*** STORED DATA
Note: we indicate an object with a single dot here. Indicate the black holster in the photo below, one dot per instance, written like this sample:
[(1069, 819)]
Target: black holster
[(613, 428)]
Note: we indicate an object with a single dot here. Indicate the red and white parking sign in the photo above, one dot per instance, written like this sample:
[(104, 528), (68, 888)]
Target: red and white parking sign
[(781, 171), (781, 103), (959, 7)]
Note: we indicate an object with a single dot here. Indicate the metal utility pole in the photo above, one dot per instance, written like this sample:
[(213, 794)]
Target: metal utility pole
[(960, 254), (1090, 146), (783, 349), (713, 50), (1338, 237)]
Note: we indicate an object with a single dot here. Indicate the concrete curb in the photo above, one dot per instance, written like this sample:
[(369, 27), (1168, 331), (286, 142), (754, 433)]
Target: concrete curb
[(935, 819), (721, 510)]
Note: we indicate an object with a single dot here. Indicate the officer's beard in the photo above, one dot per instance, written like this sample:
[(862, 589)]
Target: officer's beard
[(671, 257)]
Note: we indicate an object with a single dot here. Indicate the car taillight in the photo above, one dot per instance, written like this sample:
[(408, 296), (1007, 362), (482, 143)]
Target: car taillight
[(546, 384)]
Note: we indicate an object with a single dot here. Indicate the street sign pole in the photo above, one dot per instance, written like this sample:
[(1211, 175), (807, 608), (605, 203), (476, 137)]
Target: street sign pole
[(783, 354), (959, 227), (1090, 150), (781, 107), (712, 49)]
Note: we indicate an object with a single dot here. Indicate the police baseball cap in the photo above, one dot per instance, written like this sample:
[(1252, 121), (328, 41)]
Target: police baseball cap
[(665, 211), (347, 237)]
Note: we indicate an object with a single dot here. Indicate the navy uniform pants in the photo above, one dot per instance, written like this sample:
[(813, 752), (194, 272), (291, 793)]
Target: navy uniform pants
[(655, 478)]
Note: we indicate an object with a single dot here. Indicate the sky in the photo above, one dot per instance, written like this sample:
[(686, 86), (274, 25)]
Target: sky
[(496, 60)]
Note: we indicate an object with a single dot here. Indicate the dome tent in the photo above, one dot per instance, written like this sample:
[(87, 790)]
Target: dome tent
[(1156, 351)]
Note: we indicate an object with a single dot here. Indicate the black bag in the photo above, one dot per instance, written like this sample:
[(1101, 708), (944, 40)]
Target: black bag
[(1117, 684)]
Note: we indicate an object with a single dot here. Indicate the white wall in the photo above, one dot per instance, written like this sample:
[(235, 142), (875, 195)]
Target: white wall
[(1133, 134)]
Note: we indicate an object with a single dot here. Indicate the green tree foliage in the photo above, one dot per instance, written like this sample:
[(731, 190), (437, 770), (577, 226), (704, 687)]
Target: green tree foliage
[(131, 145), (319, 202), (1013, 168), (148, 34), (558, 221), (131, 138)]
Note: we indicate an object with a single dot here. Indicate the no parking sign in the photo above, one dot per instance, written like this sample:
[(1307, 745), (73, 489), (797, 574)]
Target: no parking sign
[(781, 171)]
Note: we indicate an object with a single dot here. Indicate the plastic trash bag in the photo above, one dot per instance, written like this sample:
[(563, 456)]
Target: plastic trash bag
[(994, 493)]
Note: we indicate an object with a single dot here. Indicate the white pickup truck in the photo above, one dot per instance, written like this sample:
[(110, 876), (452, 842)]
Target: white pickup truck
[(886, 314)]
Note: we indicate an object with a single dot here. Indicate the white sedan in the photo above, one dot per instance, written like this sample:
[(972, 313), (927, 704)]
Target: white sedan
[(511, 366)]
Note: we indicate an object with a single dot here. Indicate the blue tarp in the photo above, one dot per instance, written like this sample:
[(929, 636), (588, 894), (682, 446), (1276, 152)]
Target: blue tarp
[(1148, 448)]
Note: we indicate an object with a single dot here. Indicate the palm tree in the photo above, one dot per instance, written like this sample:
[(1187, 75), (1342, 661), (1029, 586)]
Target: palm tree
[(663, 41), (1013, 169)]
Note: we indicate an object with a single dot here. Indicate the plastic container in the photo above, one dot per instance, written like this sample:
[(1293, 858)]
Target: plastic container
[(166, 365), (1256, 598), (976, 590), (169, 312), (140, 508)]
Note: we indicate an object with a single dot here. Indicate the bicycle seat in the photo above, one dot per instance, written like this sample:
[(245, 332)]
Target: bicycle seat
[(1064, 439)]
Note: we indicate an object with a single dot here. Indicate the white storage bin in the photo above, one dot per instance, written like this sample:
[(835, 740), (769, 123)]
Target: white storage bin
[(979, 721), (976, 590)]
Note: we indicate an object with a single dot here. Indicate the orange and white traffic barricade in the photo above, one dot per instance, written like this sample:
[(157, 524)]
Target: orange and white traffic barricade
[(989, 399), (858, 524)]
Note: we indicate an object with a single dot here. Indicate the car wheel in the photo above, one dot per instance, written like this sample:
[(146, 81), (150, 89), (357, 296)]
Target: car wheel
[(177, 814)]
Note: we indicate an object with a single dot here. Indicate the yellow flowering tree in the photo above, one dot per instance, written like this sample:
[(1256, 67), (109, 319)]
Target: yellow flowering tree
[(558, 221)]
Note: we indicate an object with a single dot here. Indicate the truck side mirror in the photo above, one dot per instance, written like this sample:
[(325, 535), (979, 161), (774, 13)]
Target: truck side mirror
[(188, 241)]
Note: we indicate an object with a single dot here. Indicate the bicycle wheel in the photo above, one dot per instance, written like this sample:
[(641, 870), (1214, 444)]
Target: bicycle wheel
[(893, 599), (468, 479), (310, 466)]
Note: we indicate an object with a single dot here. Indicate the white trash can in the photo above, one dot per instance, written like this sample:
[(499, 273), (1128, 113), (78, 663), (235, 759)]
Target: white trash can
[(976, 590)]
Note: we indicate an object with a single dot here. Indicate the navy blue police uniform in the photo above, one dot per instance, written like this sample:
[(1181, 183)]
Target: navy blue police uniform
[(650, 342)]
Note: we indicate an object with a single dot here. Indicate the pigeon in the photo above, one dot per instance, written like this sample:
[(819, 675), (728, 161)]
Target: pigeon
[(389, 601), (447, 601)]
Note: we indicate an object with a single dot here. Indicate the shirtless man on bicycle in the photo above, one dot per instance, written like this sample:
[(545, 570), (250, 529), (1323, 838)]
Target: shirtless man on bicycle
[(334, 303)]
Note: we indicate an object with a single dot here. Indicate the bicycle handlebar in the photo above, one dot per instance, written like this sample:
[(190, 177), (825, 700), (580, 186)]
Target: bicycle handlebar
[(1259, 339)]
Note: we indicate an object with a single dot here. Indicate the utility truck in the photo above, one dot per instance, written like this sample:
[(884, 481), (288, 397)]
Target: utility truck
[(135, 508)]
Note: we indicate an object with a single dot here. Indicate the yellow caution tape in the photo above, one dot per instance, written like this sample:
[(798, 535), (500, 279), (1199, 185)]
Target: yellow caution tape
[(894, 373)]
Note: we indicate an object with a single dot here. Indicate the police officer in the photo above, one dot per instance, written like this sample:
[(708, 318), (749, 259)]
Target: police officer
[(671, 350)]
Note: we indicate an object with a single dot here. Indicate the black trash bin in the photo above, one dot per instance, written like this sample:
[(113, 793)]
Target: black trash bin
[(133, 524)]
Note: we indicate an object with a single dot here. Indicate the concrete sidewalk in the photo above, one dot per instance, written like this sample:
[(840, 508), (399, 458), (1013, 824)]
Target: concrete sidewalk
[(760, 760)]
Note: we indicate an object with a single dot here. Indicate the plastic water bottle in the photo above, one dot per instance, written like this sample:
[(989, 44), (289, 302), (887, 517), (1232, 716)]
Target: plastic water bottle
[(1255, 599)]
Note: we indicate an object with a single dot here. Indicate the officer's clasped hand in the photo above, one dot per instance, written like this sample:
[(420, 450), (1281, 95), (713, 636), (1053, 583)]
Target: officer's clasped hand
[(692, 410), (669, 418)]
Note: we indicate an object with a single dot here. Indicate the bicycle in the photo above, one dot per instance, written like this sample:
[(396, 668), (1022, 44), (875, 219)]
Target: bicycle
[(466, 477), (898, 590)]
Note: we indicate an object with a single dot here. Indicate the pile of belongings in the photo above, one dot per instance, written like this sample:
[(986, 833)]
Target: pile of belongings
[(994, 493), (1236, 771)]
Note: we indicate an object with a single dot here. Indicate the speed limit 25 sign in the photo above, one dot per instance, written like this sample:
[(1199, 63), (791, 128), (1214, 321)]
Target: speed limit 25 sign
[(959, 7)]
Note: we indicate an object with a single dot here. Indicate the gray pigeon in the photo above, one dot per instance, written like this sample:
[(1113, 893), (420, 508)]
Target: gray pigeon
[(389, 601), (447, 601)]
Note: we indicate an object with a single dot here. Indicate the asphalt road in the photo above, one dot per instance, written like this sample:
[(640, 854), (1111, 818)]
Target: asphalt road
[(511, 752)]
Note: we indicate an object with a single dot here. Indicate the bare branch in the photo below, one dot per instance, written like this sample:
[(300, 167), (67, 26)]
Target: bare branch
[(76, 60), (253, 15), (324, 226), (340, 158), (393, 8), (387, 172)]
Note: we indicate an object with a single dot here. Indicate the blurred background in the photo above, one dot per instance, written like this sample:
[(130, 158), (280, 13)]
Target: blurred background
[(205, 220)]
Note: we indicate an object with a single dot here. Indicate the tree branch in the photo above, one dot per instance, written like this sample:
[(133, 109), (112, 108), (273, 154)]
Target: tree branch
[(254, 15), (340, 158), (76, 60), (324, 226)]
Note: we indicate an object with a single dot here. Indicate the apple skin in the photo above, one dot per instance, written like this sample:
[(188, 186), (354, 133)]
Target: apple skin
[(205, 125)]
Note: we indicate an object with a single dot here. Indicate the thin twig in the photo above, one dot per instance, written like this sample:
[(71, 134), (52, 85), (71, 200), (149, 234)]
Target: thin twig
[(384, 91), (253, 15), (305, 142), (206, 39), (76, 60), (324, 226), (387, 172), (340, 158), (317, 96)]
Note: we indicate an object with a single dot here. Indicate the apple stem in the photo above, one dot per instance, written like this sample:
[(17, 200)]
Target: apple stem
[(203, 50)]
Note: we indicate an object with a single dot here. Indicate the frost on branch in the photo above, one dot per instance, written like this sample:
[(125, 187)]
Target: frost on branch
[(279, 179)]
******
— TASK DETAILS —
In the records above, find the line with "[(731, 190), (437, 770), (577, 226), (704, 687)]"; write out exactly that line and each one after it, stopping after the line with "[(110, 876), (452, 842)]".

— WRITTEN ANSWER —
[(731, 190), (437, 770), (577, 226), (704, 687)]
Target: green tree foliage
[(131, 145), (319, 202), (1013, 168), (148, 34), (558, 221), (131, 138)]
Note: we indicate an object with a single dot here. Indicate the no parking sign in the photo above, one dot per instance, written like this sample:
[(1307, 745), (73, 489), (797, 574)]
Target: no parking sign
[(781, 171)]
Note: we indicate an object with a single dot here. Indicate the plastic trash bag in the photo above, one dot per instance, written like this sample:
[(563, 456)]
Target: plastic trash bag
[(994, 493)]
Note: we indicate an object with a single dot here. Indicate the white pickup truck in the photo above, one dot per instance, written like this sample:
[(110, 876), (452, 842)]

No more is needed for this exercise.